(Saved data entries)

* * * * *

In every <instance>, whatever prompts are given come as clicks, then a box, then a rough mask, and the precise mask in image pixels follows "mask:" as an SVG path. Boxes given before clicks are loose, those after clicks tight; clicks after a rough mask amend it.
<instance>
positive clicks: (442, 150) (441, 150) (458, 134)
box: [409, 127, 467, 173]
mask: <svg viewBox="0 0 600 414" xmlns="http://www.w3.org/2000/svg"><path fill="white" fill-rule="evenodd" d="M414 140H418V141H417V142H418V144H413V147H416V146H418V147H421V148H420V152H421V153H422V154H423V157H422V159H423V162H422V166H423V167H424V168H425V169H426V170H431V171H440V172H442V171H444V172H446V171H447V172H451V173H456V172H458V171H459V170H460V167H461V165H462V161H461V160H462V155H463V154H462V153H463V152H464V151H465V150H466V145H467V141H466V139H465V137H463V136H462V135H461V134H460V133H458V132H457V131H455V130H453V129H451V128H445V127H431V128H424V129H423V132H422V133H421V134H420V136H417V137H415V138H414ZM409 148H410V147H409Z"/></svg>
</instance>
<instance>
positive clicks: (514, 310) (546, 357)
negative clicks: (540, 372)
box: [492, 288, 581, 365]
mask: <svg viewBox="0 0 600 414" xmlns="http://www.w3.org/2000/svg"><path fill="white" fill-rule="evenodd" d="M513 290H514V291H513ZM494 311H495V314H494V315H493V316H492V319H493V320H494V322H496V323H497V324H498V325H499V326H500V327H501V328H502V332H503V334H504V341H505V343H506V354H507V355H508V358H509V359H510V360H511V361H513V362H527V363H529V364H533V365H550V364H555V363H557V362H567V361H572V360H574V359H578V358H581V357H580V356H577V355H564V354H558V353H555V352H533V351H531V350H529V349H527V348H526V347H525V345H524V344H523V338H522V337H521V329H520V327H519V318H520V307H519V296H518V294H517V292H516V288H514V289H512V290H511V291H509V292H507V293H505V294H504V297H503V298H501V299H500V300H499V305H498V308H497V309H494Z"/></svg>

* * * * *

THE PROBLEM ▸ Reproduce every one of the records above, character for character, leaving nothing out.

ANSWER SPACE ▸
In every <instance>, whatever prompts are given come as clicks, then a box, then a rough mask, and the precise mask in image pixels follows "mask:" as an SVG path. Boxes given before clicks are loose, those after clicks tight; clicks after a rough mask amend it.
<instance>
positive clicks: (442, 150) (441, 150) (458, 134)
box: [409, 127, 467, 173]
mask: <svg viewBox="0 0 600 414" xmlns="http://www.w3.org/2000/svg"><path fill="white" fill-rule="evenodd" d="M414 140H418V141H417V142H418V144H413V147H416V146H418V147H421V148H420V152H421V153H422V154H423V157H422V159H423V162H422V166H423V167H424V168H425V169H426V170H431V171H440V172H442V171H444V172H446V171H447V172H451V173H456V172H458V171H459V170H460V167H461V165H462V161H461V160H462V155H463V154H462V153H463V152H464V151H465V150H466V145H467V141H466V139H465V137H463V136H462V135H461V134H460V133H458V132H457V131H455V130H453V129H451V128H445V127H431V128H424V129H423V132H422V133H421V134H420V136H417V137H415V138H414ZM409 148H410V147H409Z"/></svg>
</instance>
<instance>
positive clicks: (514, 310) (546, 357)
negative clicks: (540, 372)
box: [492, 288, 581, 365]
mask: <svg viewBox="0 0 600 414" xmlns="http://www.w3.org/2000/svg"><path fill="white" fill-rule="evenodd" d="M513 290H514V291H513ZM494 311H495V314H494V315H493V316H492V319H493V320H494V322H496V323H497V324H498V325H499V326H500V327H501V328H502V332H503V334H504V341H505V343H506V354H507V355H508V358H509V359H510V360H511V361H513V362H527V363H529V364H533V365H550V364H555V363H557V362H567V361H572V360H574V359H578V358H581V357H580V356H577V355H564V354H558V353H555V352H533V351H531V350H529V349H527V348H526V347H525V345H524V344H523V338H522V337H521V329H520V327H519V318H520V307H519V296H518V294H517V292H516V288H514V289H512V290H511V291H509V292H507V293H505V294H504V297H503V298H501V299H500V300H499V305H498V308H497V309H494Z"/></svg>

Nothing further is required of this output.